BEGIN

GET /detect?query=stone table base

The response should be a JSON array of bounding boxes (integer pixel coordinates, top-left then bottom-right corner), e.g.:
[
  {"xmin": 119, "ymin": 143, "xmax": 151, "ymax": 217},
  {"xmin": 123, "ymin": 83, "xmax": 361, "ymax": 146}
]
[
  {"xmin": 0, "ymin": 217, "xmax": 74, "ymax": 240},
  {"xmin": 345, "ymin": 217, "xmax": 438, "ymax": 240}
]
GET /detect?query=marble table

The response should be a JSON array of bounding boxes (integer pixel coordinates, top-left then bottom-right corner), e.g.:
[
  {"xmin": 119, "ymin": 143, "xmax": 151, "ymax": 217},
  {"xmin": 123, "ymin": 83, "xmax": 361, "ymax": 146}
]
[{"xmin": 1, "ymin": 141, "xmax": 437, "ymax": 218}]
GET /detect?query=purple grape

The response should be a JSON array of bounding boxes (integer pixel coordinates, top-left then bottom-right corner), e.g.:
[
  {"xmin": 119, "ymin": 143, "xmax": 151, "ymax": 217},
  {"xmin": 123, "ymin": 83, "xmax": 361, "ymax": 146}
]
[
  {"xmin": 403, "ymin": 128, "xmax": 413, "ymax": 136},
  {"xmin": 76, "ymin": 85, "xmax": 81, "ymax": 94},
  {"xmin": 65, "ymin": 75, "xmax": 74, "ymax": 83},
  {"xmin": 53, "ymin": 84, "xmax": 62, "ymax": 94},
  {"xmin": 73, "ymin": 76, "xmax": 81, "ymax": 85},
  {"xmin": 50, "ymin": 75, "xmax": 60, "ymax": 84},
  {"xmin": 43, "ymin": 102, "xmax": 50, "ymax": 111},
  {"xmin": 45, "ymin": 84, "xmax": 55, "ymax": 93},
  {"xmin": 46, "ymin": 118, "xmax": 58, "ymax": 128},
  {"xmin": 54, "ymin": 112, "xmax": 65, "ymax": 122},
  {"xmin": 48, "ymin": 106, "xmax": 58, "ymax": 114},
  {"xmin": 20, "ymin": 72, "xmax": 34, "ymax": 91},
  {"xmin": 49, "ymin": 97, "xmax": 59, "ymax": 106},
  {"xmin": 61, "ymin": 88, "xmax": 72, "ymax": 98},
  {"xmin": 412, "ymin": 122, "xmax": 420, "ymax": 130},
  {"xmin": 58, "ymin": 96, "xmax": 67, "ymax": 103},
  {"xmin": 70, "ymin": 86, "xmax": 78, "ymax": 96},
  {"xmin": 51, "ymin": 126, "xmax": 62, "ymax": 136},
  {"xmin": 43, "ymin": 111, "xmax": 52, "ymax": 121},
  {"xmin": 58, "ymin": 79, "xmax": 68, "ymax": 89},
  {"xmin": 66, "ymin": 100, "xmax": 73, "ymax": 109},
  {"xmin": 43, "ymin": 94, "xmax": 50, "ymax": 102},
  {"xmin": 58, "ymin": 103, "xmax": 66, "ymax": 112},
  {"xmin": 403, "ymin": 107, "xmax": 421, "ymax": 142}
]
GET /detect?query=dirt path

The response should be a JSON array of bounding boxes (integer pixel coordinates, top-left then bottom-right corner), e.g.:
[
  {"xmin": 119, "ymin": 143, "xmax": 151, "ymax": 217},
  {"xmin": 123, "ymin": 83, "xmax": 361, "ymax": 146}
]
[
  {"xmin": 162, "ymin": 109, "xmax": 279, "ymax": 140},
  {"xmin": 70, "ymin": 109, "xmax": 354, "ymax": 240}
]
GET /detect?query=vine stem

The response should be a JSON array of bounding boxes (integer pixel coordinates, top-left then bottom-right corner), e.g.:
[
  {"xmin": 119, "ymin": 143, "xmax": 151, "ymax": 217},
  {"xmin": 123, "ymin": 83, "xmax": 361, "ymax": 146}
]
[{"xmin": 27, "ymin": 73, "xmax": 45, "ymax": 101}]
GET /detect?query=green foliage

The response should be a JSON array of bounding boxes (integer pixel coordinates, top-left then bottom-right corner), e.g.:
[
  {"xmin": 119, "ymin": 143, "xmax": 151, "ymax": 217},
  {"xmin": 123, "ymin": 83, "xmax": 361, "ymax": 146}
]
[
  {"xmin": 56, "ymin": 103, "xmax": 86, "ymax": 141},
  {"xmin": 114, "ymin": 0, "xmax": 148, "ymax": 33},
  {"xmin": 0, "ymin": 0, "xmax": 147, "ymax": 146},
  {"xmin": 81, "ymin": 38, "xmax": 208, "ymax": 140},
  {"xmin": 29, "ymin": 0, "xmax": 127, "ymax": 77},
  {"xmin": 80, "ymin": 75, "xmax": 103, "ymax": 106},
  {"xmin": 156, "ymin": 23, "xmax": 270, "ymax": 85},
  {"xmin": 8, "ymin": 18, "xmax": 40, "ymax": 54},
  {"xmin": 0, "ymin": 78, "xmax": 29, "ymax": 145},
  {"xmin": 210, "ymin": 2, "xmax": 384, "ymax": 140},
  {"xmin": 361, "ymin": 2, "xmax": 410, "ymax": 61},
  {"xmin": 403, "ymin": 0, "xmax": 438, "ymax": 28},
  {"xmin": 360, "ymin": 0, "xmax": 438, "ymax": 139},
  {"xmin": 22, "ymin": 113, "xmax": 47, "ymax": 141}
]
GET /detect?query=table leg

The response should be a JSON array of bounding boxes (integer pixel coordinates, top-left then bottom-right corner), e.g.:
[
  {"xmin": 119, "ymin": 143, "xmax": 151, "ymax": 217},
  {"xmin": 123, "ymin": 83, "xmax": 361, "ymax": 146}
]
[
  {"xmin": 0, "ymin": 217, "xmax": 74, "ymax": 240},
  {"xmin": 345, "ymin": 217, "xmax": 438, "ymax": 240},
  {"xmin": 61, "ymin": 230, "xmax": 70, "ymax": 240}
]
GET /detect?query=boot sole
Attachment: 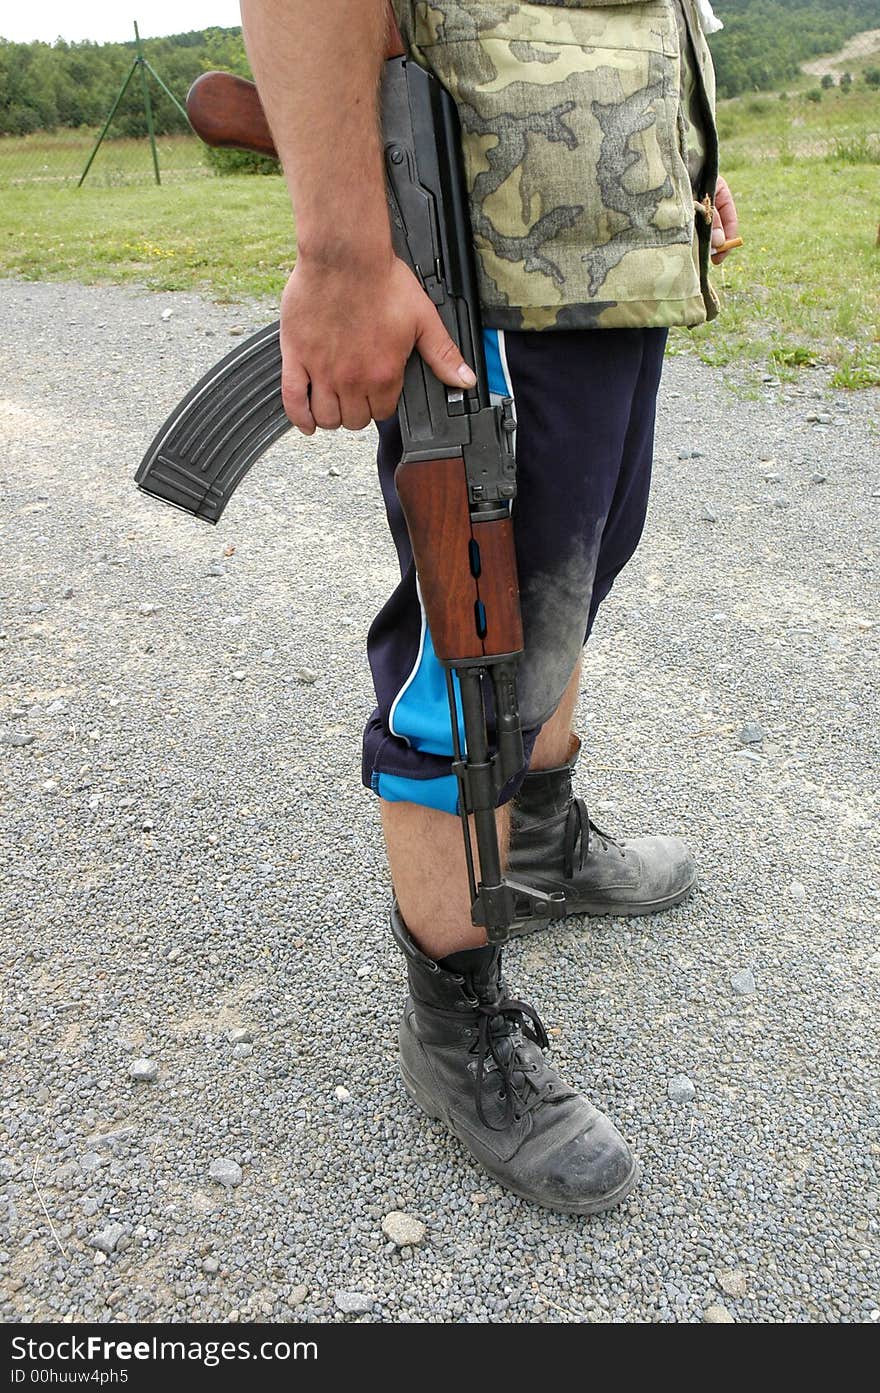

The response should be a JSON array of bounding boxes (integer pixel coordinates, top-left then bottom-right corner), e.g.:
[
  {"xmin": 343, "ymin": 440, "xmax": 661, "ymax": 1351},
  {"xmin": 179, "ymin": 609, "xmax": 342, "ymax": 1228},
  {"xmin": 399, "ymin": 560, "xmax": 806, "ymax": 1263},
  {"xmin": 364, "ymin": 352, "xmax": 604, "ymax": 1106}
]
[
  {"xmin": 399, "ymin": 1063, "xmax": 640, "ymax": 1217},
  {"xmin": 511, "ymin": 870, "xmax": 698, "ymax": 932}
]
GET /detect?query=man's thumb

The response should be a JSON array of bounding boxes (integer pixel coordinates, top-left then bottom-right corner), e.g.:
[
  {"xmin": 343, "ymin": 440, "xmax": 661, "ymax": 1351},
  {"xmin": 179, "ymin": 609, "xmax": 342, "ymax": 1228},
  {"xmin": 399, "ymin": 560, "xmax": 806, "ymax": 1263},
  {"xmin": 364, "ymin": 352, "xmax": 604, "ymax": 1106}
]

END

Copy all records exactly; omit images.

## WRITTEN RESPONSE
GET /detect?query=stone table base

The response should be a JSON array of bounding boxes (integer pixel coordinates, top-left then bottom-right corner), e.g.:
[
  {"xmin": 119, "ymin": 143, "xmax": 151, "ymax": 217},
  {"xmin": 123, "ymin": 83, "xmax": 361, "ymax": 146}
]
[
  {"xmin": 0, "ymin": 217, "xmax": 74, "ymax": 240},
  {"xmin": 345, "ymin": 217, "xmax": 438, "ymax": 240}
]
GET /detect?query=marble table

The response should be a JSON array of bounding boxes (integer pixel coordinates, top-left then bottom-right corner), e.g.:
[
  {"xmin": 119, "ymin": 143, "xmax": 151, "ymax": 217},
  {"xmin": 123, "ymin": 83, "xmax": 361, "ymax": 146}
]
[{"xmin": 1, "ymin": 141, "xmax": 437, "ymax": 218}]
GET /detect?query=purple grape

The response should be a JSON array of bounding boxes (integer pixel coordinates, top-left then bottom-right corner), e.g.:
[
  {"xmin": 119, "ymin": 143, "xmax": 151, "ymax": 217},
  {"xmin": 123, "ymin": 83, "xmax": 361, "ymax": 146}
]
[
  {"xmin": 403, "ymin": 128, "xmax": 413, "ymax": 136},
  {"xmin": 76, "ymin": 85, "xmax": 81, "ymax": 94},
  {"xmin": 65, "ymin": 75, "xmax": 74, "ymax": 83},
  {"xmin": 53, "ymin": 84, "xmax": 62, "ymax": 94},
  {"xmin": 73, "ymin": 76, "xmax": 81, "ymax": 85},
  {"xmin": 50, "ymin": 75, "xmax": 60, "ymax": 84},
  {"xmin": 43, "ymin": 102, "xmax": 50, "ymax": 111},
  {"xmin": 45, "ymin": 84, "xmax": 55, "ymax": 93},
  {"xmin": 46, "ymin": 118, "xmax": 58, "ymax": 128},
  {"xmin": 54, "ymin": 112, "xmax": 65, "ymax": 122},
  {"xmin": 48, "ymin": 106, "xmax": 58, "ymax": 114},
  {"xmin": 20, "ymin": 72, "xmax": 34, "ymax": 91},
  {"xmin": 49, "ymin": 97, "xmax": 59, "ymax": 106},
  {"xmin": 61, "ymin": 88, "xmax": 72, "ymax": 98},
  {"xmin": 412, "ymin": 122, "xmax": 420, "ymax": 130},
  {"xmin": 58, "ymin": 96, "xmax": 67, "ymax": 103},
  {"xmin": 70, "ymin": 86, "xmax": 78, "ymax": 96},
  {"xmin": 51, "ymin": 126, "xmax": 62, "ymax": 136},
  {"xmin": 43, "ymin": 111, "xmax": 52, "ymax": 121},
  {"xmin": 58, "ymin": 79, "xmax": 68, "ymax": 89},
  {"xmin": 66, "ymin": 100, "xmax": 73, "ymax": 109},
  {"xmin": 43, "ymin": 94, "xmax": 50, "ymax": 102},
  {"xmin": 58, "ymin": 103, "xmax": 66, "ymax": 112},
  {"xmin": 403, "ymin": 107, "xmax": 421, "ymax": 142}
]
GET /detect?query=dirt path

The response should be a JSON array of bounding boxes (integer pixel coordinates, top-left then bottom-right corner), e.g.:
[
  {"xmin": 119, "ymin": 143, "xmax": 151, "ymax": 217},
  {"xmin": 123, "ymin": 83, "xmax": 361, "ymax": 146}
]
[
  {"xmin": 162, "ymin": 109, "xmax": 279, "ymax": 140},
  {"xmin": 70, "ymin": 109, "xmax": 354, "ymax": 240}
]
GET /detect?query=vine stem

The response should be a JSON array of bounding boxes (integer pixel coordinates, top-left then bottom-right corner), e.g.:
[
  {"xmin": 119, "ymin": 143, "xmax": 151, "ymax": 217},
  {"xmin": 123, "ymin": 83, "xmax": 361, "ymax": 146}
]
[{"xmin": 27, "ymin": 73, "xmax": 45, "ymax": 101}]
GET /detect?query=green foliage

The response should be a JSON array of bounding boxes (integer pixel coordinates, top-left then bottom-right corner), e.g.:
[
  {"xmin": 119, "ymin": 143, "xmax": 151, "ymax": 217},
  {"xmin": 123, "ymin": 83, "xmax": 361, "ymax": 146}
]
[
  {"xmin": 56, "ymin": 103, "xmax": 86, "ymax": 141},
  {"xmin": 114, "ymin": 0, "xmax": 148, "ymax": 33},
  {"xmin": 0, "ymin": 0, "xmax": 147, "ymax": 146},
  {"xmin": 81, "ymin": 38, "xmax": 208, "ymax": 140},
  {"xmin": 29, "ymin": 0, "xmax": 127, "ymax": 77},
  {"xmin": 80, "ymin": 75, "xmax": 103, "ymax": 106},
  {"xmin": 156, "ymin": 23, "xmax": 270, "ymax": 85},
  {"xmin": 8, "ymin": 18, "xmax": 40, "ymax": 54},
  {"xmin": 0, "ymin": 78, "xmax": 29, "ymax": 145},
  {"xmin": 210, "ymin": 2, "xmax": 384, "ymax": 140},
  {"xmin": 361, "ymin": 2, "xmax": 410, "ymax": 61},
  {"xmin": 403, "ymin": 0, "xmax": 438, "ymax": 28},
  {"xmin": 360, "ymin": 0, "xmax": 438, "ymax": 139},
  {"xmin": 22, "ymin": 113, "xmax": 47, "ymax": 141}
]
GET /detect?query=table leg

The response should be a JSON array of bounding boxes (integer pixel coordinates, top-left then bottom-right corner), e.g.:
[
  {"xmin": 119, "ymin": 143, "xmax": 151, "ymax": 217},
  {"xmin": 123, "ymin": 83, "xmax": 361, "ymax": 146}
]
[
  {"xmin": 0, "ymin": 217, "xmax": 74, "ymax": 240},
  {"xmin": 345, "ymin": 217, "xmax": 438, "ymax": 240},
  {"xmin": 61, "ymin": 230, "xmax": 70, "ymax": 240}
]
GET /detect?query=boot sole
Attachment: 

The response should be a JSON array of bounding boxes (integer pixel coordinates, top-left then bottom-right corner), e.g.:
[
  {"xmin": 343, "ymin": 440, "xmax": 661, "ymax": 1351},
  {"xmin": 179, "ymin": 609, "xmax": 342, "ymax": 1228},
  {"xmin": 399, "ymin": 560, "xmax": 806, "ymax": 1263},
  {"xmin": 364, "ymin": 352, "xmax": 604, "ymax": 1106}
]
[
  {"xmin": 399, "ymin": 1063, "xmax": 640, "ymax": 1217},
  {"xmin": 511, "ymin": 870, "xmax": 698, "ymax": 932}
]
GET /detect?query=man's thumb

The response should be a JSON array of bounding boxes (integer pixel coordinates, top-left then bottom-right corner), e.g.:
[
  {"xmin": 343, "ymin": 440, "xmax": 661, "ymax": 1351},
  {"xmin": 179, "ymin": 609, "xmax": 342, "ymax": 1228},
  {"xmin": 399, "ymin": 560, "xmax": 806, "ymax": 1263},
  {"xmin": 364, "ymin": 352, "xmax": 604, "ymax": 1106}
]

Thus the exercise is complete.